TRECHO FORNECIDO:
A cada nova divulgação dos dados sobre homicídios no Brasil a mesma
informação é dada: morrem por homicídio, proporcionalmente, mais jovens negros
do que jovens brancos no país. Além disso, vem se confirmando que a tendência é
um crescimento desta desigualdade nas mortes por homicídios.
O diagnóstico produzido pelo Governo Federal apresentado ao Conselho Nacional
de Juventude – CONJUVE mostra vetores importantes desta realidade, para além dos
socioeconômicos: a condição geracional e a condição racial dos vitimizados.Em
2010, morreram no Brasil 49.932 pessoas vítimas de homicídio, ou seja, 26,2 a
cada 100 mil habitantes. 70,6% das vítimas eram negras. Em 2010, 26.854 jovens
entre 15 e 29 foram vítimas de homicídio, ou seja, 53,5% do total; 74,6% dos
jovens assassinados eram negros e 91,3% das vítimas de homicídio eram do sexo
masculino. Já as vítimas jovens (ente 15 e 29 anos) correspondem a 53% do total
e a diferença entre jovens brancos e negros salta de 4.807 para 12.190
homicídios, entre 2000 e 2009. Os dados foram recolhidos do DataSUS/Ministério
da Saúde e do Mapa da Violência 2011.
Podemos dizer que este tema entrou na cena pública, quando, em 2007, o Fórum
Nacional da Juventude Negra – FONAJUNE lançou a campanha nacional “Contra o
Genocídio da Juventude Negra”. Em 2008, foi realizada a 1ª. Conferência Nacional
de Políticas Públicas de Juventude, e das 22 prioridades eleitas nesta CNPPJ, a
proposta mais votada foi a indicada pela juventude negra que tematizava
justamente os homicídios de jovens negros.
Depois de passar CONJUVE, o tema foiabsorvido pelo Executivo, no final de
2010, através da Secretaria de Políticas de Igualdade Racial – SEPPIR, com a
realização de uma oficina chamada “Combate à mortalidade da juventude negra”.Com
a sucessão presidencial, a pauta – deixada de lado pela SEPPIR, em 2011 – foi
reincorporada pela Secretaria Nacional de Juventude (SNJ), ligada à Secretaria
Geral da Presidência da República-SG/PR, em meados de 2011. A SNJ sugeriu que o
Fórum Direitos e Cidadania (coordenado pela SG/PR), que reúne os principais
ministérios ligados ao tema, tomasse para si a questão. Foi o que aconteceu, a
partir da criação de uma Sala de Situação da Juventude Negra dentro do Fórum. A
partir daí desencadeou-se uma agenda nos moldes participativos para o
desenvolvimento de propostas que agissem pela redução da violência contra a
juventude negra.

INFORMAÇÕES FORNECIDAS:
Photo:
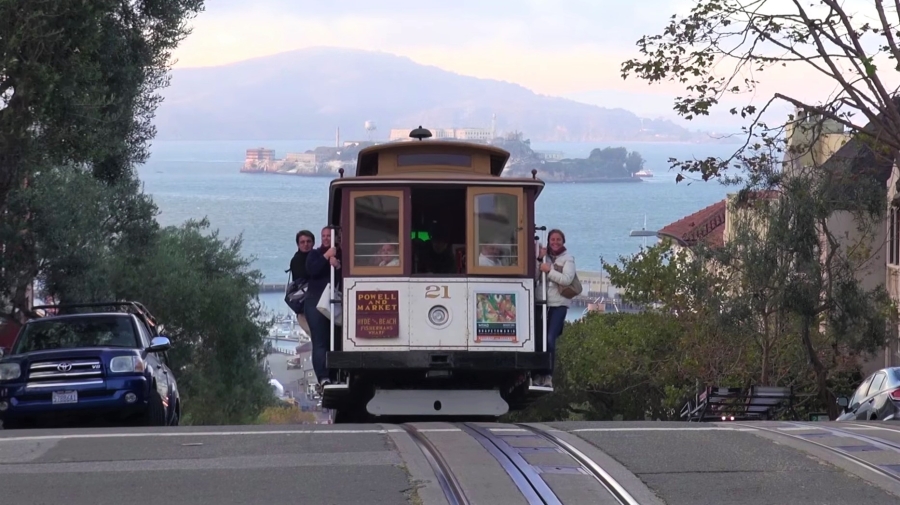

EXERCÍCIO: Atualize o texto sobre os homicídios de jovens negros, escrevendo-o de novo a partir de "Podemos dizer que" e seguindo até "de jovens negros.", com "campanha nacional" trocado por "mobilização nacional".

RESULTADO DA TAREFA:
Podemos dizer que este tema entrou na cena pública, quando, em 2007, o Fórum
Nacional da Juventude Negra – FONAJUNE lançou a mobilização nacional “Contra o
Genocídio da Juventude Negra”. Em 2008, foi realizada a 1ª. Conferência Nacional
de Políticas Públicas de Juventude, e das 22 prioridades eleitas nesta CNPPJ, a
proposta mais votada foi a indicada pela juventude negra que tematizava
justamente os homicídios de jovens negros.